→ Exercise objective
In this exercise, the entries below include pictures. Repeat exactly the lines from the line with "x=96, y=101" to the line with "x=548, y=473", including both, but without the pictures.

§

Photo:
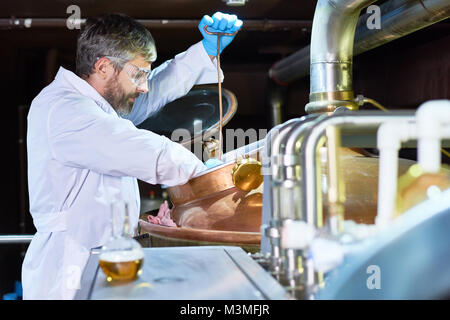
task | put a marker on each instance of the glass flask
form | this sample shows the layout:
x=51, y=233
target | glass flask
x=121, y=258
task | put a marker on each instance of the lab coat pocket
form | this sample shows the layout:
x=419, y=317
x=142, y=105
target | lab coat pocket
x=74, y=261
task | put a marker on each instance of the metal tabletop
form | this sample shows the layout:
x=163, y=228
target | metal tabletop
x=186, y=273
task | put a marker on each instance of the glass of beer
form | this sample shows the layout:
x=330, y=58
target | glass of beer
x=121, y=258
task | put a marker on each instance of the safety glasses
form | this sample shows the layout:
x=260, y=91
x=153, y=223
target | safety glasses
x=138, y=76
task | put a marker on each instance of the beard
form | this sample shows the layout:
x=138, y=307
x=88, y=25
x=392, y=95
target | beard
x=117, y=98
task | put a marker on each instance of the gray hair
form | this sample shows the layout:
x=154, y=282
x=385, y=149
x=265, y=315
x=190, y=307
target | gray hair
x=115, y=35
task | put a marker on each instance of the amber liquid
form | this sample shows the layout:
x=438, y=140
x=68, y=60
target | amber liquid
x=123, y=270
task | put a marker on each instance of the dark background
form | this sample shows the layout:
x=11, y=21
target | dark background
x=400, y=75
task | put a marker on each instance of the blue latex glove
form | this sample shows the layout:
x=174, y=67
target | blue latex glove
x=220, y=22
x=213, y=162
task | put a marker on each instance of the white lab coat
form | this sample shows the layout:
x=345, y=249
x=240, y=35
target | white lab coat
x=82, y=156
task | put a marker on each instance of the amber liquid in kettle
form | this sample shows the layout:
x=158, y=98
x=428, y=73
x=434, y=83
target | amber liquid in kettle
x=122, y=270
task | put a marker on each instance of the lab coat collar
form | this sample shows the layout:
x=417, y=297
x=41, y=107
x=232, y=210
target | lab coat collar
x=84, y=88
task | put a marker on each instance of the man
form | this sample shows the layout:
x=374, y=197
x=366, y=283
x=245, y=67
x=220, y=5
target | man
x=84, y=150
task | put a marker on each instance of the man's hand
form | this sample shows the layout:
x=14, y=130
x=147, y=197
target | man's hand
x=219, y=22
x=213, y=162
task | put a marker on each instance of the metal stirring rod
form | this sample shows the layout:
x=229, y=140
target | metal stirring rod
x=219, y=83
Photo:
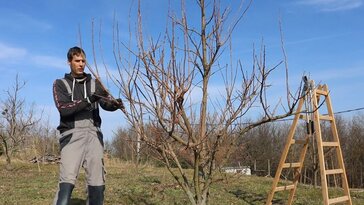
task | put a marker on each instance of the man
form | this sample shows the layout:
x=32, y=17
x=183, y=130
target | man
x=77, y=97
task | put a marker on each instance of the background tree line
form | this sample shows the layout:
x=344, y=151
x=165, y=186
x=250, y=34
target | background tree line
x=25, y=136
x=261, y=149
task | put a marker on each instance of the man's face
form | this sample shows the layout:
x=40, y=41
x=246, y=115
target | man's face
x=77, y=65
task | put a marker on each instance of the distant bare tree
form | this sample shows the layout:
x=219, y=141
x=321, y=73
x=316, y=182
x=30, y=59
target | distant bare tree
x=16, y=121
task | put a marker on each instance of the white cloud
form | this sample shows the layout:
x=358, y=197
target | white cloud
x=10, y=53
x=333, y=5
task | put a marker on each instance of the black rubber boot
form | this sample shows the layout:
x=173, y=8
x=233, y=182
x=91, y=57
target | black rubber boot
x=96, y=195
x=64, y=193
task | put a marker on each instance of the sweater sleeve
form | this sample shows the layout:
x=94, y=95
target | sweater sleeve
x=107, y=104
x=63, y=101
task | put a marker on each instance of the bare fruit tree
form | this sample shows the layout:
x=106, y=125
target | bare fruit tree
x=16, y=121
x=167, y=91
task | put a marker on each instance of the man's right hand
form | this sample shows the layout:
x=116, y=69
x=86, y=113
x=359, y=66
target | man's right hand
x=99, y=93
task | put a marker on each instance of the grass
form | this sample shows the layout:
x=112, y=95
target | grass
x=146, y=185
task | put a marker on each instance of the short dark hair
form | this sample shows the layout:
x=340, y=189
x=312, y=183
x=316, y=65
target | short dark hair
x=75, y=51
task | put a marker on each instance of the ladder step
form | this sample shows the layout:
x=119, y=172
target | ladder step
x=283, y=188
x=321, y=92
x=330, y=144
x=291, y=165
x=334, y=171
x=326, y=117
x=304, y=117
x=338, y=200
x=294, y=141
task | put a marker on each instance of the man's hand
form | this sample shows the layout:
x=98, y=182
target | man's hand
x=99, y=93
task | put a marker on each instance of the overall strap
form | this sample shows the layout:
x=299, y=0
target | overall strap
x=67, y=86
x=93, y=86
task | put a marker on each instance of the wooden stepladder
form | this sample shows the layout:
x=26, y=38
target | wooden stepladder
x=312, y=100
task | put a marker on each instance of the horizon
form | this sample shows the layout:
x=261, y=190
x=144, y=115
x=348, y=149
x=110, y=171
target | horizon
x=322, y=39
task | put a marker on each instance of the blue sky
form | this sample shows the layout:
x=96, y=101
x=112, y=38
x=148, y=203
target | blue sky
x=323, y=38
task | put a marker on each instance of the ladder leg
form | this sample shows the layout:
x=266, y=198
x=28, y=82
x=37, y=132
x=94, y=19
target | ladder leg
x=285, y=152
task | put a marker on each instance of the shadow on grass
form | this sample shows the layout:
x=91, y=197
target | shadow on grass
x=253, y=198
x=77, y=201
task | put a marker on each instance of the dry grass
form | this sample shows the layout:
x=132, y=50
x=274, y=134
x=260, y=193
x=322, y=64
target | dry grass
x=146, y=185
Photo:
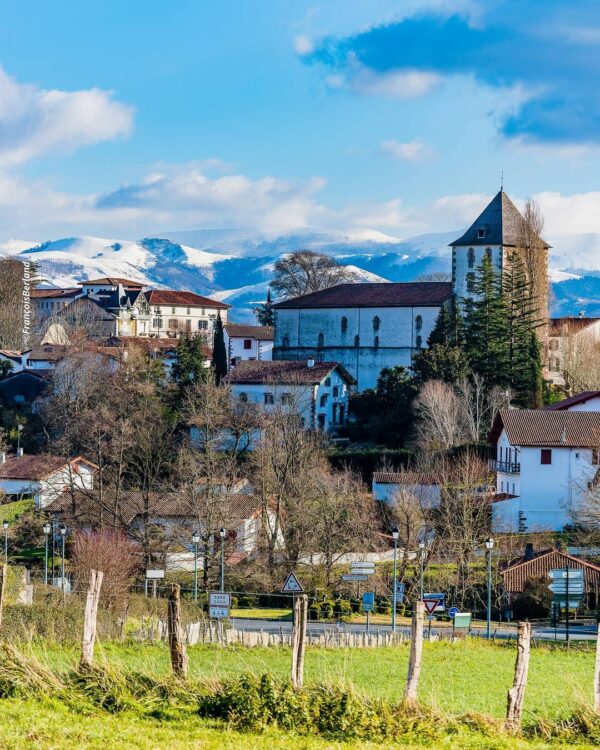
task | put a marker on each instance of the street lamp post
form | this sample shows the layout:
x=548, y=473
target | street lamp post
x=5, y=525
x=421, y=568
x=195, y=541
x=489, y=545
x=47, y=530
x=63, y=532
x=222, y=533
x=395, y=536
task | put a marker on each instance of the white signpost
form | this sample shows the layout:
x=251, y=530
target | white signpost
x=218, y=605
x=292, y=585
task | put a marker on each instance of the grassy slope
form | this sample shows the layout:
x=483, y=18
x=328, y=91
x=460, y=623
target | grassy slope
x=470, y=676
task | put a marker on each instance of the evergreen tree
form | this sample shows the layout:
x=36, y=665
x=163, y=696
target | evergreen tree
x=265, y=313
x=219, y=361
x=190, y=365
x=486, y=325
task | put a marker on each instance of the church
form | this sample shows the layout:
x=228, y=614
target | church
x=366, y=327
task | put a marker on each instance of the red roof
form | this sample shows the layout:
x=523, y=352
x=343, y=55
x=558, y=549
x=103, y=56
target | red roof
x=384, y=294
x=259, y=333
x=560, y=429
x=286, y=372
x=173, y=297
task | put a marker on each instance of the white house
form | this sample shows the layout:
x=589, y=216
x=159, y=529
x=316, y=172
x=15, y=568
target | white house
x=248, y=342
x=545, y=461
x=364, y=327
x=174, y=313
x=318, y=391
x=43, y=477
x=387, y=486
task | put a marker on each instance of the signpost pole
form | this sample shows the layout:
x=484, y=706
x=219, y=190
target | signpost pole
x=567, y=629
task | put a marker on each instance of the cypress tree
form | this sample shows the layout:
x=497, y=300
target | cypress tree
x=219, y=360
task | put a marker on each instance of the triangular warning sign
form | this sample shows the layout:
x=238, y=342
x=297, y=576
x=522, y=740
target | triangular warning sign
x=292, y=585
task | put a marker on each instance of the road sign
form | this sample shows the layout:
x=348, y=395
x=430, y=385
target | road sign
x=440, y=598
x=218, y=613
x=155, y=574
x=365, y=567
x=219, y=599
x=400, y=589
x=292, y=585
x=462, y=620
x=368, y=601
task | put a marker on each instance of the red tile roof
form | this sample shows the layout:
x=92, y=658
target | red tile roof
x=173, y=297
x=260, y=333
x=384, y=294
x=284, y=372
x=37, y=467
x=578, y=398
x=560, y=429
x=114, y=281
x=566, y=326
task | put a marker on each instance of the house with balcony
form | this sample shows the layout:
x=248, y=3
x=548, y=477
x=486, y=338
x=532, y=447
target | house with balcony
x=545, y=461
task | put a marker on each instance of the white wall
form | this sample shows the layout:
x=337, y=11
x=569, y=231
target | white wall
x=397, y=337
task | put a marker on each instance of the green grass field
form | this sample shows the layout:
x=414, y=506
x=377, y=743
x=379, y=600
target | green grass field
x=465, y=677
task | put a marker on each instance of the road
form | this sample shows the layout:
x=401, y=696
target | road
x=541, y=632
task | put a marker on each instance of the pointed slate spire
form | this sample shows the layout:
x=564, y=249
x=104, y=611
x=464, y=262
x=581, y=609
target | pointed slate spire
x=500, y=223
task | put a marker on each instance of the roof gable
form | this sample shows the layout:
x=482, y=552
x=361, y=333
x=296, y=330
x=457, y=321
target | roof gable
x=559, y=429
x=381, y=294
x=500, y=223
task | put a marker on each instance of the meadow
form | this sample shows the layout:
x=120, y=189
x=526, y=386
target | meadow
x=468, y=677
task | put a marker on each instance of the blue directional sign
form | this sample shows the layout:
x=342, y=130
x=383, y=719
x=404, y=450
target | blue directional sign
x=368, y=601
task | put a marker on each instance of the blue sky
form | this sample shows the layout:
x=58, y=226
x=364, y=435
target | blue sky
x=125, y=119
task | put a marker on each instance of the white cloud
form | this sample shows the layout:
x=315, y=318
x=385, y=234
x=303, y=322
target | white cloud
x=404, y=84
x=409, y=151
x=34, y=121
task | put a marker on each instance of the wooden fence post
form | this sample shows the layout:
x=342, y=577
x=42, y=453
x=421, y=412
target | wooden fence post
x=299, y=638
x=516, y=694
x=176, y=645
x=597, y=675
x=89, y=618
x=416, y=652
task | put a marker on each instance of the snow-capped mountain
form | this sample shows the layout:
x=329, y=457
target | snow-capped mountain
x=236, y=265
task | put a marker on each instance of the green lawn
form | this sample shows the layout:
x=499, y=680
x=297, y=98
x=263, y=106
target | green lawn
x=471, y=676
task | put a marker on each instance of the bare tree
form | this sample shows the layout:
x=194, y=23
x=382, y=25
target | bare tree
x=439, y=411
x=305, y=271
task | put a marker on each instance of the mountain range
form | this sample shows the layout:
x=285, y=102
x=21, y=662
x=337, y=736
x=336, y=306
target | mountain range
x=236, y=266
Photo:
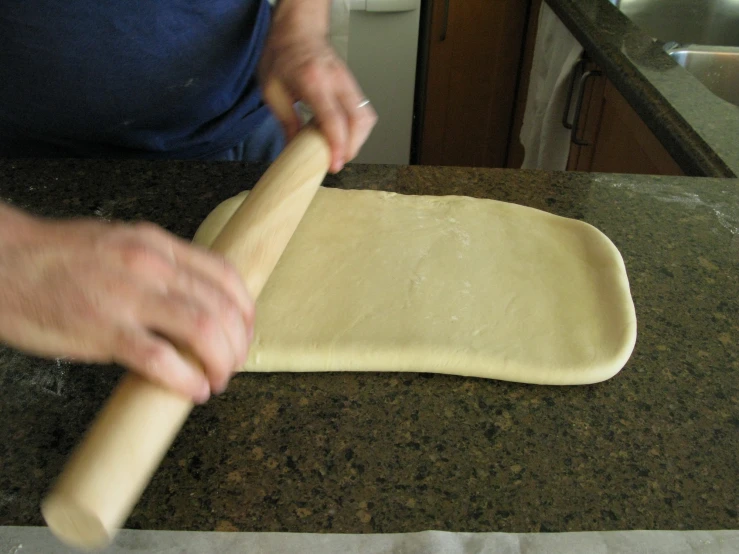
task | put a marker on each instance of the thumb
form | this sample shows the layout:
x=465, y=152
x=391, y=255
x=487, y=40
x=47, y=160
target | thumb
x=281, y=103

§

→ Reply to the task
x=96, y=101
x=112, y=38
x=148, y=203
target | blue sky
x=323, y=38
task | put a marker on each instance of the ladder leg
form | this sample shows the layout:
x=266, y=198
x=28, y=82
x=37, y=132
x=94, y=19
target | ladder leg
x=285, y=152
task | put a marker on each instance of the shadow on grass
form | this sample shows the layout:
x=91, y=197
target | shadow on grass
x=253, y=198
x=77, y=201
task | put a marker on each instance of the dry grass
form | this sample shows the layout:
x=132, y=50
x=274, y=134
x=260, y=193
x=322, y=64
target | dry grass
x=146, y=185
Photo:
task | put a marker on each instance of the street lamp post
form | this sample shows the layout:
x=548, y=473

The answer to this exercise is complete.